+++ TEXT EXCERPT
Specific binding of immunoglobulin G to protein A-mesoporous silica composites for affinity column chromatography.

High-performance affinity column chromatography is considered to be an important analytical tool for further advancements and popularisation of antibody-drug remedies. In this context, there is a great need for the design and development of a new protein A column system with desired functionalities at low cost. Here, we developed mesoporous silica (MPS) with pore diameters in the range of 2.3-31.2 nm, which was synthesised by a sol-gel method using organic templates, as a carrier for staphylococcal protein A. The surface of the MPS was organo-functionalised using γ-glycidoxypropyltrimethoxysilane (Gly), phenyltriethoxysilane (Ph) and 3-mercaptopropyltrimethoxysilane (SH). The specific binding of Immunoglobulin G (IgG) to the prepared protein A-MPS composites has been analysed as a function of pore size and surface properties. MPS composites with a smaller pore size (under 12.7 nm) demonstrate higher IgG binding activity than non-porous carrier composites. Of all the composites, the MPS-2.7-Gly-protein A composite, having mesochannels of size 2.7 nm and covalently bound to protein A, exhibits the highest binding efficiency. The molecular ratio of immobilised protein A to bound IgG is found to be approximately 1 : 1. These results imply that the composite MPS-2.7-Gly-protein A is at least 15 times more efficient than commercial carrier composites such as acrylic polymer-protein A. In addition, this composite shows remarkable stability towards low pH and chaotropic agents. Furthermore, the possibility of reusing the MPS-2.7-Gly-protein A composite is established by cycling it 5 times, with no loss in IgG extraction capacity. We expect that development of such MPS will have a significant impact on the industrial-scale advancement of high-efficiency and low-cost protein A affinity column chromatography.
++++++
### [TO DO]
1. Using the abstract, decide whether each statement agrees with it. Answer yes or no, and quote the words that settle it.
(a) MPS composites with pores under 12.7 nm showed higher IgG binding activity than non-porous carrier composites.
(b) The MPS-2.7-Gly-protein A composite lost some IgG extraction capacity after being reused five times.
(c) The pore diameters of the prepared MPS ranged from 2.3 to 31.2 nm.
2. Answer these questions from the abstract.
(a) What method was used to synthesize the mesoporous silica?
(b) What is the approximate molecular ratio of immobilized protein A to bound IgG?
(c) Which commercial carrier composite is named as at least 15 times less efficient than MPS-2.7-Gly-protein A?
Rely only on the abstract for these answers.
+++ SUPPLIED RECORDS
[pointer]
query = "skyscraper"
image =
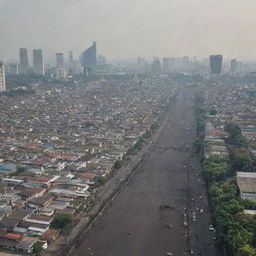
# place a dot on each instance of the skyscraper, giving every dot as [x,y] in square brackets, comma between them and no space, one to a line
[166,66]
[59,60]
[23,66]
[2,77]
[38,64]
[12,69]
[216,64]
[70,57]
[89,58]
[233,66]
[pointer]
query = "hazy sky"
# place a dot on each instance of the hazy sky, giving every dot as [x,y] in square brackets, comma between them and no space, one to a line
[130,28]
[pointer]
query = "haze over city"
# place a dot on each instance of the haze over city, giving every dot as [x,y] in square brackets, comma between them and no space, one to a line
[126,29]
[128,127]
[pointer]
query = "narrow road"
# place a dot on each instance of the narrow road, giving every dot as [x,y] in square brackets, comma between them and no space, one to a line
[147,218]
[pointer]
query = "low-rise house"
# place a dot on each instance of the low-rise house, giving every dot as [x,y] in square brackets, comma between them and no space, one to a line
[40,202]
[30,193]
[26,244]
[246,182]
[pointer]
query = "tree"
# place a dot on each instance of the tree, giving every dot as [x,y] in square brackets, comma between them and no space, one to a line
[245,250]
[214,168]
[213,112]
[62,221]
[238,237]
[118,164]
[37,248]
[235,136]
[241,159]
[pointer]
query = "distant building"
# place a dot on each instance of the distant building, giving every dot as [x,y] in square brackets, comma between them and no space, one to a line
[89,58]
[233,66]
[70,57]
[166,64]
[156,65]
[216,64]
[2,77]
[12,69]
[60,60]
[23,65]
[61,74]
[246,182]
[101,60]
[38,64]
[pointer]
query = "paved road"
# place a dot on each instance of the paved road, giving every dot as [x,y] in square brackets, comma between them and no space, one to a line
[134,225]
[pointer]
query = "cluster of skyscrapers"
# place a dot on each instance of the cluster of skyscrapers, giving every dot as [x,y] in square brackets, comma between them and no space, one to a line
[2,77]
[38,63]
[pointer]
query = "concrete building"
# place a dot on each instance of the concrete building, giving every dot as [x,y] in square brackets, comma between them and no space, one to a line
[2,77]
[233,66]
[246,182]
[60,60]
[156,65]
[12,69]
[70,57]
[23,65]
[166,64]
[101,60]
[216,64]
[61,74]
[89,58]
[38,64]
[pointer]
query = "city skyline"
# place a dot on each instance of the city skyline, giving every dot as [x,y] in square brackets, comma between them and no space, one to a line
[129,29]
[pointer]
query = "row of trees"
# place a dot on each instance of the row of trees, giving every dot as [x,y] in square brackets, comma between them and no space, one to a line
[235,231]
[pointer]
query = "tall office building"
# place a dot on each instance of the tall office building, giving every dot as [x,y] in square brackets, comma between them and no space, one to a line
++++++
### [RESPONSES BY TASK]
1.
(a) Yes: "MPS composites with a smaller pore size (under 12.7 nm) demonstrate higher IgG binding activity than non-porous carrier composites."
(b) No: "cycling it 5 times, with no loss in IgG extraction capacity."
(c) Yes: "pore diameters in the range of 2.3-31.2 nm."

2.
(a) A sol-gel method using organic templates.
(b) Approximately 1 : 1.
(c) Acrylic polymer-protein A.